TRABAJO SOLICITADO
Cita textualmente el pasaje del texto sobre el Espacio Lapanera, comenzando en "De la antigua Panificadora" y terminando en "y experimentación multidisciplinar.".

TEXTO PROPORCIONADO
┄┄┄┄┄┄┄┄┄┄┄┄┄┄┄┄┄┄┄┄
El Espacio
Un panificadora cultural en la que, además de exposiciones, tendrán lugar encuentros artísticos, talleres, charlas y otras propuestas creativas.
El Espacio
Un panificadora cultural en la que, además de exposiciones, tendrán lugar encuentros artísticos, talleres, charlas y otras propuestas creativas.
De la antigua Panificadora La Laguna al Espacio Lapanera
Después de unos años horneando el proyecto y manteniendo la esencia de la antigua panadería, La Panificadora La Laguna se convierte en un espacio expositivo para albergar arte recién salido del horno, con propuestas “frescas” de artistas visuales de las islas.
Un panificadora cultural en la que, además de exposiciones, tendrán lugar encuentros artísticos, talleres, charlas y otras propuestas creativas. Lapanera nace para potenciar y completar la oferta cultural de La Laguna ofreciendo un espacio para la creación y experimentación multidisciplinar.
┄┄┄┄┄┄┄┄┄┄┄┄┄┄┄┄┄┄┄┄
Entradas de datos

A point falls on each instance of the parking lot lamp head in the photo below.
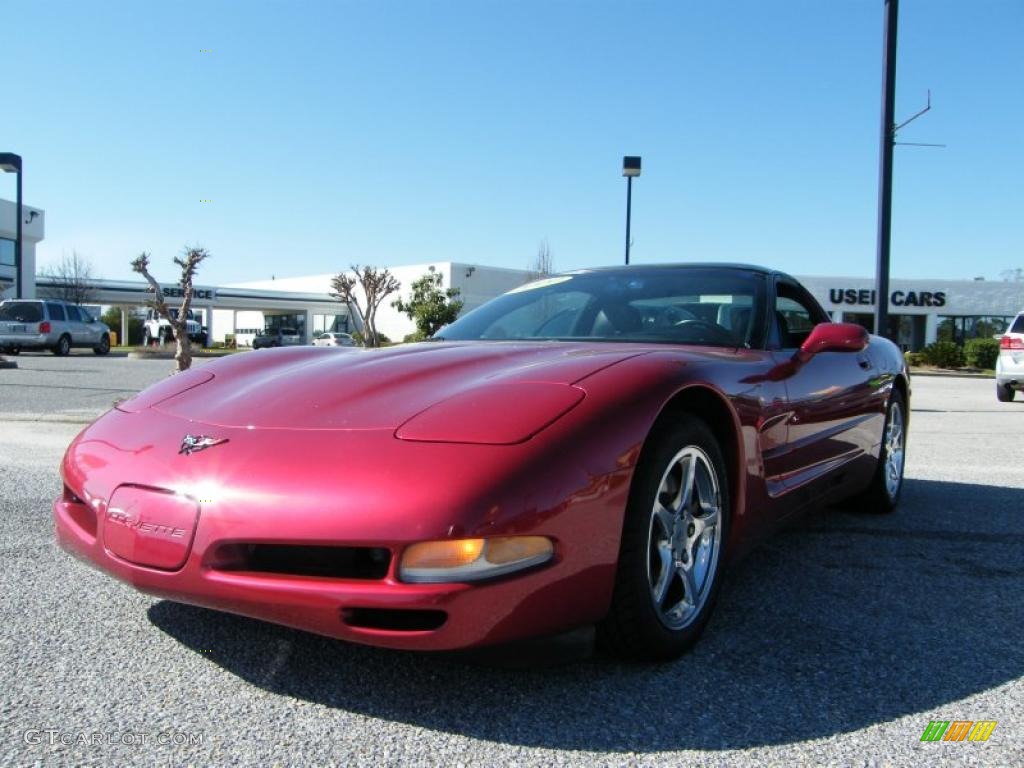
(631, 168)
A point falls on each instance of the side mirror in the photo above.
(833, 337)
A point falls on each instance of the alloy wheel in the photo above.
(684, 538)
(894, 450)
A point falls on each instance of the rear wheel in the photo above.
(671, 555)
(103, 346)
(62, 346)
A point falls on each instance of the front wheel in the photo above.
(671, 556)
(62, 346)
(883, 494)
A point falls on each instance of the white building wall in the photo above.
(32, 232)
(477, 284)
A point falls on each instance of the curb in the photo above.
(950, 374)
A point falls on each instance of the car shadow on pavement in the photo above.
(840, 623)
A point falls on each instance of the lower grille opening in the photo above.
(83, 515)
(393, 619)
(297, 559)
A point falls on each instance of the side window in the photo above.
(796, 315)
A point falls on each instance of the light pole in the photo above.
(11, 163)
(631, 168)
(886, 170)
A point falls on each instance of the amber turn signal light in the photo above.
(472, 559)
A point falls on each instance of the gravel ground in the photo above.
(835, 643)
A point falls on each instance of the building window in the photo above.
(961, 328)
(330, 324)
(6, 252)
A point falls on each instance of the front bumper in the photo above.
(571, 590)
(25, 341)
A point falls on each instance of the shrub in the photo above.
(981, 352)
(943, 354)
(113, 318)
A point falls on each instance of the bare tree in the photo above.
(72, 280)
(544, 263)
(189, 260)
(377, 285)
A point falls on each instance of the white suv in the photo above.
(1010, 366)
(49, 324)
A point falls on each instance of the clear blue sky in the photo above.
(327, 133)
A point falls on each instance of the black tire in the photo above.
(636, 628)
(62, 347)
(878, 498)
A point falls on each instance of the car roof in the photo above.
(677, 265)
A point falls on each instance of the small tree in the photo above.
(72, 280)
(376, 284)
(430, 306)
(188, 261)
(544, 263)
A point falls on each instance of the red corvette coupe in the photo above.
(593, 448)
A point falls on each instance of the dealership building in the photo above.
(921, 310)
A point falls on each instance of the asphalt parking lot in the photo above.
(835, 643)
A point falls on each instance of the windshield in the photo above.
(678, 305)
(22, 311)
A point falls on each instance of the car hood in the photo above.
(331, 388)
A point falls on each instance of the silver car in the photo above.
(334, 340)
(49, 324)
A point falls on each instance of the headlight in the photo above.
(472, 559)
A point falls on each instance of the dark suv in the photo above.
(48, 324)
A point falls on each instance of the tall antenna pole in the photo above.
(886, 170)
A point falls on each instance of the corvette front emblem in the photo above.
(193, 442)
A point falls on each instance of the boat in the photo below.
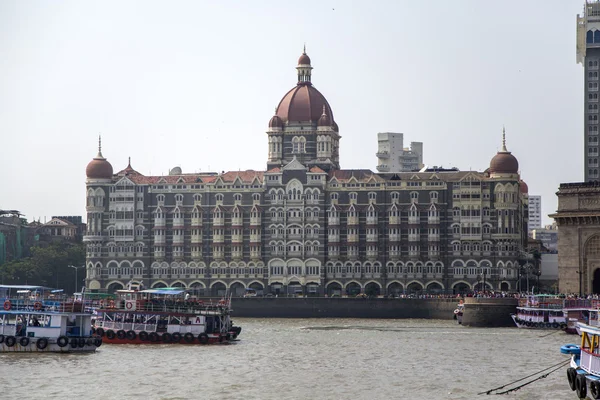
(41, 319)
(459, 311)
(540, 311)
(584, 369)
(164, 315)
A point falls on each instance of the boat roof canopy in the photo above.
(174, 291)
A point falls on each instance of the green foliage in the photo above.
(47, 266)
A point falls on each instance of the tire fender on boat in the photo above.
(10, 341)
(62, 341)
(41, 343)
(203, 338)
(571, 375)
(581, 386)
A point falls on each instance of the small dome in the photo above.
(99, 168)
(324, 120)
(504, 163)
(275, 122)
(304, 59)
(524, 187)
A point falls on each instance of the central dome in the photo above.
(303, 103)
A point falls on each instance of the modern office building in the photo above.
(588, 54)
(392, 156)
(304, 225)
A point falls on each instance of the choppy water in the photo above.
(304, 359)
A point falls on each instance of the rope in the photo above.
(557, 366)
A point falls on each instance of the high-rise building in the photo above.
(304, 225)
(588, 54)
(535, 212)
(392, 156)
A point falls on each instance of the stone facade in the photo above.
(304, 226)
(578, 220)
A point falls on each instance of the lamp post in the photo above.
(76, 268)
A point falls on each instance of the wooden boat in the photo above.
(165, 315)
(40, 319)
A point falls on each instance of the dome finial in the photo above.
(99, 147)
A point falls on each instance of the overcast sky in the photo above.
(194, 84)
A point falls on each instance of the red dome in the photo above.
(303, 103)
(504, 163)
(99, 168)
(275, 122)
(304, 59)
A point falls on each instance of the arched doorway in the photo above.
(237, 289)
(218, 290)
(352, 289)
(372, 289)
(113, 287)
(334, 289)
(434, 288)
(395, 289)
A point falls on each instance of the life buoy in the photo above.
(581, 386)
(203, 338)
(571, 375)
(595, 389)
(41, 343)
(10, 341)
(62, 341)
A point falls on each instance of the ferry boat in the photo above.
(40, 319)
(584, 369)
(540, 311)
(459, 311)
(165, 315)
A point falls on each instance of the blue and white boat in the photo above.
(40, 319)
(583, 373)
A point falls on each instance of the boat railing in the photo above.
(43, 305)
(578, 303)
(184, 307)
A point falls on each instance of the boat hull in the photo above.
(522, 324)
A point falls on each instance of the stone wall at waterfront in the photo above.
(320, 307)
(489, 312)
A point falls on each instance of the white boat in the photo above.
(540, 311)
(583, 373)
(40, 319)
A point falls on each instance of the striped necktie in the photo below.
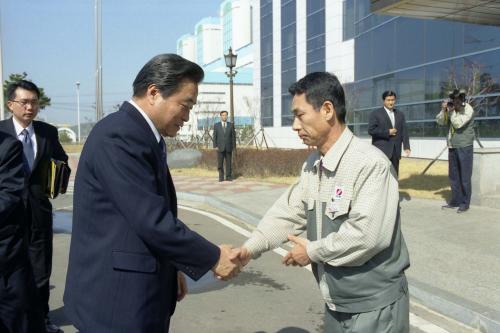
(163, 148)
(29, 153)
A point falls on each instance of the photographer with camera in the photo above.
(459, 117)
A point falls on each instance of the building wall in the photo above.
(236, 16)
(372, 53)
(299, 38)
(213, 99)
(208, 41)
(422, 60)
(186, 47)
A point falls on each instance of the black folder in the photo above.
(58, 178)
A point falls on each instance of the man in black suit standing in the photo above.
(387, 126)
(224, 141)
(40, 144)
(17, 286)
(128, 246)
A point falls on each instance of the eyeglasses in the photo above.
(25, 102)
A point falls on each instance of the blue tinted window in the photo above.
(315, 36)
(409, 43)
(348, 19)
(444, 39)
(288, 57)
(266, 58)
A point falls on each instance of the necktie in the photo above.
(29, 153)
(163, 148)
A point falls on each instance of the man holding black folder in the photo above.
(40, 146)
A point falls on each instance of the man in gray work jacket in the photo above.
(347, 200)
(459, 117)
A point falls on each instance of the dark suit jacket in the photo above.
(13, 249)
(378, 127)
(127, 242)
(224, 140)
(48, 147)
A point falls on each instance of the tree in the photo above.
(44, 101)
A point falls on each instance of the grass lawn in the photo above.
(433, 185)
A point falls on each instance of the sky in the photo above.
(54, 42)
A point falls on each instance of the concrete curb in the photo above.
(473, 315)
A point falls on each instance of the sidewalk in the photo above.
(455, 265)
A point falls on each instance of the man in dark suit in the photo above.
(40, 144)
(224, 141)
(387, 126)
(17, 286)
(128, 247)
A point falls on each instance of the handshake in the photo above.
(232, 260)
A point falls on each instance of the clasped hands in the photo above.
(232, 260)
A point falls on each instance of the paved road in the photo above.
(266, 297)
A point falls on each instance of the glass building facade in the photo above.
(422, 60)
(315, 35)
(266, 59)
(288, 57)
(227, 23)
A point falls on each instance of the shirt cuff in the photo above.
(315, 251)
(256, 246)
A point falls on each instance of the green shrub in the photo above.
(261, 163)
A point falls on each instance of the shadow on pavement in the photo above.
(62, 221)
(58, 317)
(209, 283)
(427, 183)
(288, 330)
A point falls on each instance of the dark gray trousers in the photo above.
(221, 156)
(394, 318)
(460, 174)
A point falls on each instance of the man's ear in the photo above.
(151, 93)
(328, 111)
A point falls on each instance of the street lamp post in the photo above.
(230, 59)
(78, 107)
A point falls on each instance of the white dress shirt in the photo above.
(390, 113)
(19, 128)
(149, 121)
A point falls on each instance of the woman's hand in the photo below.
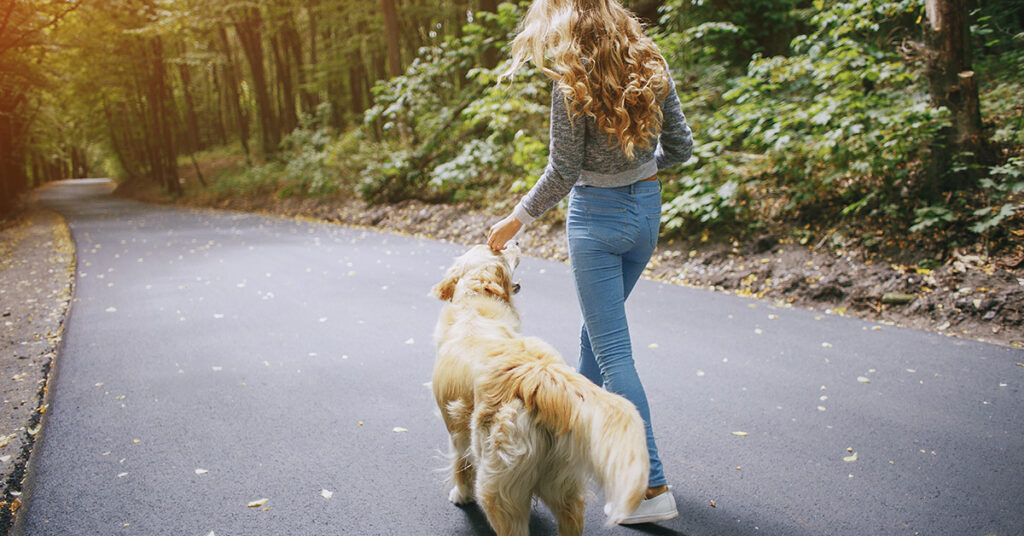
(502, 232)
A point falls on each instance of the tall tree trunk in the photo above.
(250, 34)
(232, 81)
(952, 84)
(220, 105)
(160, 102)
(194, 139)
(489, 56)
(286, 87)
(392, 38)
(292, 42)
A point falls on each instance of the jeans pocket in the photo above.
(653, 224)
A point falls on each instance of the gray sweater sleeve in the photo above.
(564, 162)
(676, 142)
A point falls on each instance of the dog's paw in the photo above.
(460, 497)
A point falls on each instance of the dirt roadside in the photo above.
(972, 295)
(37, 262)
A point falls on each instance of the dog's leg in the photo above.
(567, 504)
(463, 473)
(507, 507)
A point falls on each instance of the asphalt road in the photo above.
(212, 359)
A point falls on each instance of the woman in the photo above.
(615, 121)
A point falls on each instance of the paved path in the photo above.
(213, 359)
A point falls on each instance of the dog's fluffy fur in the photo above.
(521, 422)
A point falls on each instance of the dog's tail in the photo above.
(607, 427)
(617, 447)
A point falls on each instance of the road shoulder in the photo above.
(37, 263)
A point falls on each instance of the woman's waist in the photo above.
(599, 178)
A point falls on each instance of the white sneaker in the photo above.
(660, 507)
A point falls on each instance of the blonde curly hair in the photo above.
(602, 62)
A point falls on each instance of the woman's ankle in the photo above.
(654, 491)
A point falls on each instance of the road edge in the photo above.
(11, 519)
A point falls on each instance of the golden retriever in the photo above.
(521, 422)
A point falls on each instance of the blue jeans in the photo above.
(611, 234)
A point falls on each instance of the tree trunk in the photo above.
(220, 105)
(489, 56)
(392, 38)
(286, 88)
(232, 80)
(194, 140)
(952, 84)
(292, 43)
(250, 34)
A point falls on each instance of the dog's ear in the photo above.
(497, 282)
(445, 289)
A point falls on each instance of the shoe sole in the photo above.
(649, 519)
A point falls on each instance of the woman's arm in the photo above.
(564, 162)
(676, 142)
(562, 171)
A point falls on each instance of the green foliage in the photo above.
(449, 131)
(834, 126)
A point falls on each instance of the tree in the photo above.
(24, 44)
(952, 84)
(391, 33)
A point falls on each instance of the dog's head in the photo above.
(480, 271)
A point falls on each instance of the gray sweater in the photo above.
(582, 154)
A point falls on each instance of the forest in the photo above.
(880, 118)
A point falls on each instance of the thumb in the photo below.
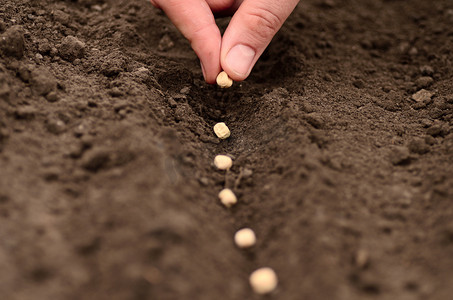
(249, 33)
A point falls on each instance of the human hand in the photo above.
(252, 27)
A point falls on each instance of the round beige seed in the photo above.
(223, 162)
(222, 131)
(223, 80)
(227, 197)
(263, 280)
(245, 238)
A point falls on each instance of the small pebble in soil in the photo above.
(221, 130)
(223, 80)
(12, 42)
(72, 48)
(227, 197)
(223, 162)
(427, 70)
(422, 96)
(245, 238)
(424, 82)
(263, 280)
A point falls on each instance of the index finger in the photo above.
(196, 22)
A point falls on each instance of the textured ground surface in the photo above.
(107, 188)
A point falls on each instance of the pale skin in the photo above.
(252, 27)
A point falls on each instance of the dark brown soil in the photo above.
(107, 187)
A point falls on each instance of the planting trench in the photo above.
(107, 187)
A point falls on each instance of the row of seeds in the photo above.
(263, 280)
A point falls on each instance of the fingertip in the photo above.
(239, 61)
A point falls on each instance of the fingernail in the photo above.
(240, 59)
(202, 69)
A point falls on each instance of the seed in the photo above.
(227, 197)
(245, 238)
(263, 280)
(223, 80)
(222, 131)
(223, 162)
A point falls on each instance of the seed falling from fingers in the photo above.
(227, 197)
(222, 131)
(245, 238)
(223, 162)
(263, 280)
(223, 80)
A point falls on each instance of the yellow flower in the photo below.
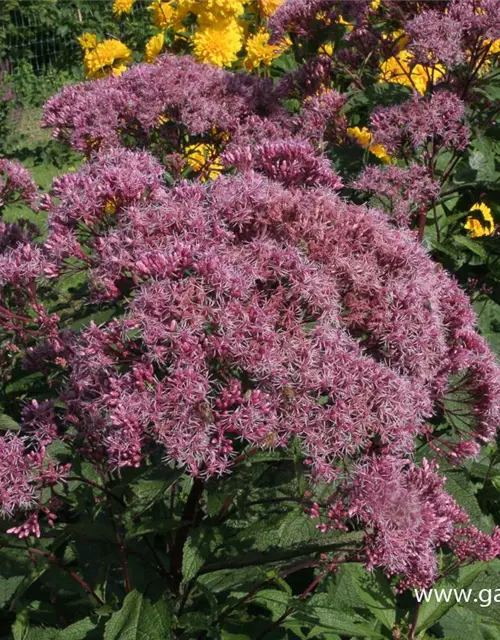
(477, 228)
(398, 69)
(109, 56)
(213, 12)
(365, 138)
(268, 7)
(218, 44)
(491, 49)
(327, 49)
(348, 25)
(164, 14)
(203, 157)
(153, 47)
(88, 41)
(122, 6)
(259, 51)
┄┄┄┄┄┄┄┄┄┄┄┄┄┄┄┄┄┄┄┄
TAREA TERMINADA
De la antigua Panificadora La Laguna al Espacio Lapanera
Después de unos años horneando el proyecto y manteniendo la esencia de la antigua panadería, La Panificadora La Laguna se convierte en un espacio expositivo para albergar arte recién salido del horno, con propuestas “frescas” de artistas visuales de las islas.
Un panificadora cultural en la que, además de exposiciones, tendrán lugar encuentros artísticos, talleres, charlas y otras propuestas creativas. Lapanera nace para potenciar y completar la oferta cultural de La Laguna ofreciendo un espacio para la creación y experimentación multidisciplinar.